----- SELECTED TEXT -----

It was a decade of frustrating attempts to resolve such contradictions that inspired the present study. Basic documents used for the study were:
- Miguel de Loarca’s Relacion de las Islas Filipinas (1582);
- Juan de Plasencia’s Relacion de las costumbres que los indios se han tener en estas islas and Instrucción de las costumbres que antiguamente tenian los naturales de la Pampanga en sus Pleitos (1589);
- Pedro Chirino’s Relacion de las Islas Filipinas (1604);
- chapter eight of Antonio de Morga’s Sucesos de las Islas Filipinas;
- the anonymous late sixteenth century Boxer manuscript;
- and the unpublished Historia de las Islas e Indios de las Bisayas (1688) of Francisco Alcina.
The goal of this study was to discover a distinct, non-contradictory, and functional meaning for each Filipino term used in the Spanish accounts.
VISAYAS
Both Loarca and the author of the Boxer manuscript record a Visayan cosmogony which divides mankind into five types or species: datus, timawas, oripun, negroes, and overseas aliens. The myth presents them all as offspring of a divine primordial pair who flee or hide from their father’s wrath. According to the Boxer version:
They scattered where best they could, many going out of their father’s house; and others stayed in the main sala, and others hid in the walls of the house itself, and others went into the kitchen and hid among the pots and stove. So, these Visayans say, from these who went into the inner rooms of the house come the lords and chiefs they have among them now, who give them orders and whom they respect and obey and who among them are like our titled lords in Spain; they call them datos in their language. From those who remained in the main sala of the house come the knights and hidalgos among them, inasmuch as these are free and do not pay anything at all; these they call timaguas in their language. From those who got behind the walls of the house, they say, come those considered slaves, whom they call oripes in their language. Those who went into the kitchen and hid in the stove and among the pots they say are the negroes, claiming that all the negroes there are in the hills of the Philippine Islands of the West come from them. And from the other tribes there are in the world, saying that these were many and that they went to many and diverse places.
The details of the myth are revealing of Filipino views of their own social hierarchy: class distinctions are presented as being of the same order as racial differences. The ruling class is secluded and protected in the inner security of the house (“lo mas escon dido de las casa”), Loarca says, with their privileged timawa retinue standing between them and the world in the front sala (“mas afuera”), and their more timid oripun supporters occupying the very walls of the house. And, completely beyond the pale of Philippine society, are the soot-colored negroes of the hills, and such literally outlandish races as the Spaniards themselves, descendants of those who “left by the same door through which their father had entered, and went toward the sea.” Equally significant is something the myth does not say: it fails to distinguish the rice and cotton-producing Filipinos of the uplands from those along the coast who supply them with salt, fish, and imported trade porcelains.

-----

*GOAL 1*:
Name the five types or species into which the Visayan cosmogony in the passage on Visayan social classes divides mankind.
*GOAL 2*:
From the passage on Visayan social classes, reproduce the stretch from "It was a decade" through "the Spanish accounts.".
*GOAL 3*:
Extend the passage on Visayan social classes, picking up right after its final sentence.

----- PROVIDED MATERIAL -----

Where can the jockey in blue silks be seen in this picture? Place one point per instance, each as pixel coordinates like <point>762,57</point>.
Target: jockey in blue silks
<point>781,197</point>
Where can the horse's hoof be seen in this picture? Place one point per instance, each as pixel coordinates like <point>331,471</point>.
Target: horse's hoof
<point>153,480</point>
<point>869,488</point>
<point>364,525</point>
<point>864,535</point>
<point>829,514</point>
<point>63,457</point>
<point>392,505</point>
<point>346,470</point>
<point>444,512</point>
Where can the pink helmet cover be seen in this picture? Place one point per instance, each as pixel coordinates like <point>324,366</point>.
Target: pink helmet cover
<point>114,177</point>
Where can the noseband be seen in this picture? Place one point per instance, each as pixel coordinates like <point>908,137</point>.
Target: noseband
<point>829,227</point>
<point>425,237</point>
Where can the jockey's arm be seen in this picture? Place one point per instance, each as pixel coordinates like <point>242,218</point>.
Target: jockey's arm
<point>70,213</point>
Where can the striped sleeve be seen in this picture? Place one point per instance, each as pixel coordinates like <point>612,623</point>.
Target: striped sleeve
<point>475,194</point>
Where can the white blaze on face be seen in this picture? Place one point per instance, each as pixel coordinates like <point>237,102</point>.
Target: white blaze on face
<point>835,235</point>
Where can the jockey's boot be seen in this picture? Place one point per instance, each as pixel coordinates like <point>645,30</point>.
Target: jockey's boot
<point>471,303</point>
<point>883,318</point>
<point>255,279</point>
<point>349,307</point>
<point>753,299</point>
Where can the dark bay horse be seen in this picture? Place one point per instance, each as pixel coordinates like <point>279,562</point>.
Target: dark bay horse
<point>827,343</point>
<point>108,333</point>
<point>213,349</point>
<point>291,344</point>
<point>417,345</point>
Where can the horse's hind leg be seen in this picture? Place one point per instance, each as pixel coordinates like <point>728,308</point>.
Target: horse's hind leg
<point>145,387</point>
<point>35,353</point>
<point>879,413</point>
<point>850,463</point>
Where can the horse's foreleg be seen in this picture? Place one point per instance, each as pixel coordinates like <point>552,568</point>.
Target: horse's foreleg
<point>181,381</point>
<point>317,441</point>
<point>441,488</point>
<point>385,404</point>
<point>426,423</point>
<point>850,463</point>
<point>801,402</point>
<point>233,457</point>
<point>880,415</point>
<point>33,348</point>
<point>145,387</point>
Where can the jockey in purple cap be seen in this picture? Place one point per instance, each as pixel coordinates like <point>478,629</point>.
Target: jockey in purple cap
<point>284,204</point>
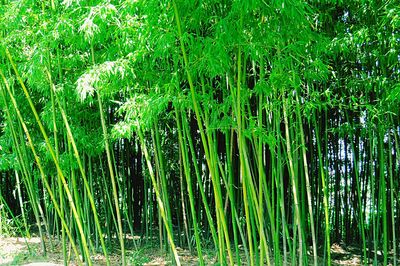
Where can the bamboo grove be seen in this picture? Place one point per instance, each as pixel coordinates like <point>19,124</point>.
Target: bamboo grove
<point>265,131</point>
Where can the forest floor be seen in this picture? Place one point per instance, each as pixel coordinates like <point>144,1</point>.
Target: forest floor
<point>15,251</point>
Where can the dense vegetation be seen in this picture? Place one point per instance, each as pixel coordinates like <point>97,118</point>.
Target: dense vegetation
<point>264,128</point>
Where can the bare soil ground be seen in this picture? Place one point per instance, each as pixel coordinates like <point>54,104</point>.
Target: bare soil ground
<point>20,251</point>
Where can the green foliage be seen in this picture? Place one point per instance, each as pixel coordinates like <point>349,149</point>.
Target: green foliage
<point>263,123</point>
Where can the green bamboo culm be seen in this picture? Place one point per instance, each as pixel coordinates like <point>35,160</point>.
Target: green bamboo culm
<point>201,132</point>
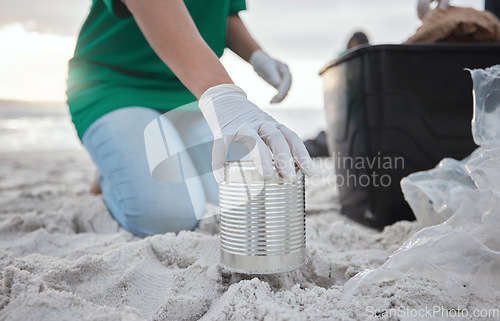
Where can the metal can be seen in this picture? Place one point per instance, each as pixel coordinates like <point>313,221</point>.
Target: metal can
<point>262,224</point>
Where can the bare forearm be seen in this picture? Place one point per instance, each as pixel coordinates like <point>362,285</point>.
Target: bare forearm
<point>172,34</point>
<point>238,39</point>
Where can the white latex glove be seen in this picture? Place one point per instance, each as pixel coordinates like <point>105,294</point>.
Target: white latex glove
<point>424,6</point>
<point>233,118</point>
<point>274,72</point>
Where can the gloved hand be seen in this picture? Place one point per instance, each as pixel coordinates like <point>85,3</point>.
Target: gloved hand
<point>274,72</point>
<point>233,118</point>
<point>424,6</point>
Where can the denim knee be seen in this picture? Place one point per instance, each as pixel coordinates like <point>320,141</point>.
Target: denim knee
<point>146,215</point>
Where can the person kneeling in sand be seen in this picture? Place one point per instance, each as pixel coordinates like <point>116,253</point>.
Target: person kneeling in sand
<point>135,60</point>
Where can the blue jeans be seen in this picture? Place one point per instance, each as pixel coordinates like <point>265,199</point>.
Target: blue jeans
<point>141,204</point>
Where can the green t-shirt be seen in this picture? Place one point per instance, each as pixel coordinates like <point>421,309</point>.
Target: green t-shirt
<point>114,66</point>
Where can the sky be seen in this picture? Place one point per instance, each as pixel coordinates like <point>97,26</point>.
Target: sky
<point>38,39</point>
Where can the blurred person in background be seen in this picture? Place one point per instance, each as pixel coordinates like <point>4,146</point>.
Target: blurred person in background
<point>317,147</point>
<point>135,60</point>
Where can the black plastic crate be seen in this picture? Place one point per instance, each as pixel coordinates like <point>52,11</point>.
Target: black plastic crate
<point>411,104</point>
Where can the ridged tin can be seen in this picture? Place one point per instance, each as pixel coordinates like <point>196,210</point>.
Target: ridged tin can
<point>262,224</point>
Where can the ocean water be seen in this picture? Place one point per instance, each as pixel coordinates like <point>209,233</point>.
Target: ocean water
<point>30,126</point>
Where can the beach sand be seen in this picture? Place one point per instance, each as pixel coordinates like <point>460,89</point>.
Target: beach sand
<point>63,257</point>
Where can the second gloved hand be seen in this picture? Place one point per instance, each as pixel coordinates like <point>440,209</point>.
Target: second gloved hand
<point>233,118</point>
<point>274,72</point>
<point>424,6</point>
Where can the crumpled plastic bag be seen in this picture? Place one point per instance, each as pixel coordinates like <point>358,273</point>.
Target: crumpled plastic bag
<point>458,204</point>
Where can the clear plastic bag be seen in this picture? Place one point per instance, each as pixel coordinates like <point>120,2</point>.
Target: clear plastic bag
<point>486,118</point>
<point>459,202</point>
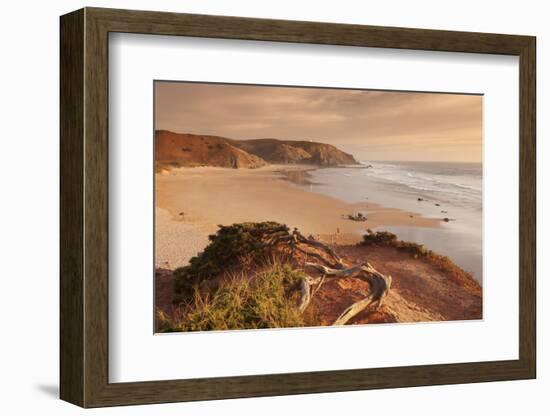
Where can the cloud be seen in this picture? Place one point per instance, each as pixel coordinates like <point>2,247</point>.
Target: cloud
<point>377,124</point>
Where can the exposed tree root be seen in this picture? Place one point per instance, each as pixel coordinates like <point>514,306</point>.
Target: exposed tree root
<point>334,267</point>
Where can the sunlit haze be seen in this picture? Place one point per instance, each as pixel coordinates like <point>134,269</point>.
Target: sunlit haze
<point>371,125</point>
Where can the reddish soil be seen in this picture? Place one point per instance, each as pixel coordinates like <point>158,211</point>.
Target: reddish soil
<point>422,289</point>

-----

*REPLY 1*:
datus, timawas, oripun, negroes, overseas aliens

*REPLY 2*:
It was a decade of frustrating attempts to resolve such contradictions that inspired the present study. Basic documents used for the study were:
- Miguel de Loarca’s Relacion de las Islas Filipinas (1582);
- Juan de Plasencia’s Relacion de las costumbres que los indios se han tener en estas islas and Instrucción de las costumbres que antiguamente tenian los naturales de la Pampanga en sus Pleitos (1589);
- Pedro Chirino’s Relacion de las Islas Filipinas (1604);
- chapter eight of Antonio de Morga’s Sucesos de las Islas Filipinas;
- the anonymous late sixteenth century Boxer manuscript;
- and the unpublished Historia de las Islas e Indios de las Bisayas (1688) of Francisco Alcina.
The goal of this study was to discover a distinct, non-contradictory, and functional meaning for each Filipino term used in the Spanish accounts.

*REPLY 3*:
Sixteenth century Visayans therefore saw themselves as divided into three divinely sanctioned orders: datu. timawa, and oripun. The word datu is used as both a social class and a political title: the class is a birthright aristocracy or royalty careful to preserve its pedigree, and the office is the captaincy of a band of warrior supporters bound by voluntary oath of allegiance and entitled to defense and revenge at their captain’s personal risk. These supporters are timawa, and they are not only their datu’s comrades-at-arms and personal bodyguards, testing his wine for poison before he or any other datu drinks it, but usually his own relatives or even his natural sons. Everybody else is oripun. They support timawa and datu alike with obligatory agricultural and industrial labor, or its equivalence in rice. When the Spaniards reached Cebu, they found the subordination of the oripun to the other two orders so obvious and the distinction between datu and timawa so slight, that they did not at first recognize the existence of three orders. Legazpi, after three busy years of conquering, cajoling and coopting them, thought there were only two orders of Pintados: rulers and ruled. And a half century later, old Samarefios recalled the timawa as a lower order of datus, and even an extinct class in between called tumao.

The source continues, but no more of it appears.